#### Problem description:
Copy each of the rows below word for word, without changing anything.

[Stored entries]
********

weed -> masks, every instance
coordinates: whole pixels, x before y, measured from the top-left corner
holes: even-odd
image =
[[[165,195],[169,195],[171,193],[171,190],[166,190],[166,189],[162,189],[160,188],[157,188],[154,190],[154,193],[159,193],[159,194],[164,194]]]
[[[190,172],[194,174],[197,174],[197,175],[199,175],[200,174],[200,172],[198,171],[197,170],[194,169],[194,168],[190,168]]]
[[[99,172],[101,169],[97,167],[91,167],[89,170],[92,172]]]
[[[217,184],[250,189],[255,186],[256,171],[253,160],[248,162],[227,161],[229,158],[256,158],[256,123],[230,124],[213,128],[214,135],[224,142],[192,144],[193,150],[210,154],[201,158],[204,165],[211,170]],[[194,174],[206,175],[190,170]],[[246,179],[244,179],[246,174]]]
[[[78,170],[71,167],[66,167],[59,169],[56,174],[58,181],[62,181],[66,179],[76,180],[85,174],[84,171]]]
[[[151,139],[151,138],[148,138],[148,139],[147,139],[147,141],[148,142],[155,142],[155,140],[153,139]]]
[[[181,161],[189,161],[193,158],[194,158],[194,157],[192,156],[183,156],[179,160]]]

********

#### Complete output:
weed -> masks, every instance
coordinates: whole pixels, x before y, measured from the top-left corner
holes: even-odd
image =
[[[165,195],[169,195],[171,193],[171,190],[166,190],[166,189],[162,189],[160,188],[157,188],[154,190],[154,193],[159,193],[159,194],[164,194]]]
[[[190,172],[194,174],[197,174],[197,175],[199,175],[200,174],[200,172],[198,171],[197,170],[194,169],[194,168],[190,168]]]
[[[99,172],[101,169],[97,167],[91,167],[89,170],[92,172]]]
[[[217,184],[250,189],[255,186],[256,171],[253,160],[248,162],[227,161],[229,158],[256,158],[256,123],[230,124],[213,128],[214,135],[224,142],[192,144],[193,150],[210,154],[201,158],[204,165],[211,170]],[[194,174],[206,175],[190,170]],[[246,179],[244,179],[246,174]]]
[[[78,170],[71,167],[66,167],[59,169],[56,174],[58,181],[62,181],[66,179],[76,180],[85,174],[84,171]]]
[[[151,139],[151,138],[148,138],[148,139],[147,139],[147,141],[148,142],[155,142],[155,140],[153,139]]]
[[[181,161],[189,161],[193,158],[194,158],[194,157],[192,156],[183,156],[179,160]]]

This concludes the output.